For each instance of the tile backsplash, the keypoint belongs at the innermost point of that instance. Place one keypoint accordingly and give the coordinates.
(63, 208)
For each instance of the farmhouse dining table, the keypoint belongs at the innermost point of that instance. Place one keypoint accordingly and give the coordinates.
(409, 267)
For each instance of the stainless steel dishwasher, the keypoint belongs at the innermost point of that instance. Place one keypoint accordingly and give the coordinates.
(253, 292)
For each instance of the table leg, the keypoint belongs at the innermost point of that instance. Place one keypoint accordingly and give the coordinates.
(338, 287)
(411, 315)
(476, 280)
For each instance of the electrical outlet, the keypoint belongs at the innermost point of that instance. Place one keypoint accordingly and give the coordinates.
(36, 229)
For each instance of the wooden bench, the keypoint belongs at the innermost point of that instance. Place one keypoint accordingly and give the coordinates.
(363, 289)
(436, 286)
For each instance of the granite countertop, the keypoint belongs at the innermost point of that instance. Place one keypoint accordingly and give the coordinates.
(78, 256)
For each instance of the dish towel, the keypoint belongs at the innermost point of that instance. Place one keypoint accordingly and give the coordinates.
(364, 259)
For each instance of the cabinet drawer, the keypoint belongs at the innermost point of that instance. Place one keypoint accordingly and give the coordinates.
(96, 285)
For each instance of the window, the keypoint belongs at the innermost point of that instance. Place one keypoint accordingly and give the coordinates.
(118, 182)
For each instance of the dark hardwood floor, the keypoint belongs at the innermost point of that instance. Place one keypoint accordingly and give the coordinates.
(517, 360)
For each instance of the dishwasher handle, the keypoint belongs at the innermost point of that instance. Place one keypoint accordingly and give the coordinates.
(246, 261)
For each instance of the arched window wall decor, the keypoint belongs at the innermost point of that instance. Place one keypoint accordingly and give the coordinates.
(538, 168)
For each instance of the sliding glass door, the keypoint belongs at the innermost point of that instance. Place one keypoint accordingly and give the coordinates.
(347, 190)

§ §

Exercise ->
The lines from the one with "For each instance of the electrical" through the final line of the data are to be reproduced exactly, both included, with no other lines.

Solution ->
For each instance of the electrical outlet, the keypoint belongs at the innermost point of that instance. Place one keypoint accordingly and give the coordinates.
(36, 229)
For each instance of the wooden bench, the keypoint belongs at the innermost point of that instance. Place one keypoint accordingly and give the coordinates.
(363, 289)
(436, 286)
For each instance of the granite countertop, the keypoint belongs at the innermost point of that instance. Place one keypoint accordingly and give the coordinates.
(78, 256)
For each instance of the dish towel, the keypoint belongs at the innermost point of that instance. Place one keypoint accordingly and give the coordinates.
(364, 259)
For each instance of the cabinet drawer, the keypoint belongs at the innermost point of that instance. Place one keypoint accordingly and give the coordinates.
(96, 285)
For each instance of the window, the keypoint belongs at the innermost point of that instance. Place one keypoint accordingly and give the coordinates.
(118, 182)
For each instance of the dark hardwood floor, the keypoint belongs at the innermost point of that instance. Place one keypoint accordingly and give the coordinates.
(517, 360)
For each instance of the dishwasher handle, the keypoint belongs at the innermost point of that instance. Place one keypoint accordingly and give the coordinates.
(246, 261)
For each instance of the arched window wall decor, the keypoint belongs at the innermost point of that instance. Place one keypoint accordingly and give the coordinates.
(538, 168)
For each instance of the sliding glass door, the keypoint belongs at the innermost point of that instance. Place one keypoint accordingly and give the coordinates.
(347, 190)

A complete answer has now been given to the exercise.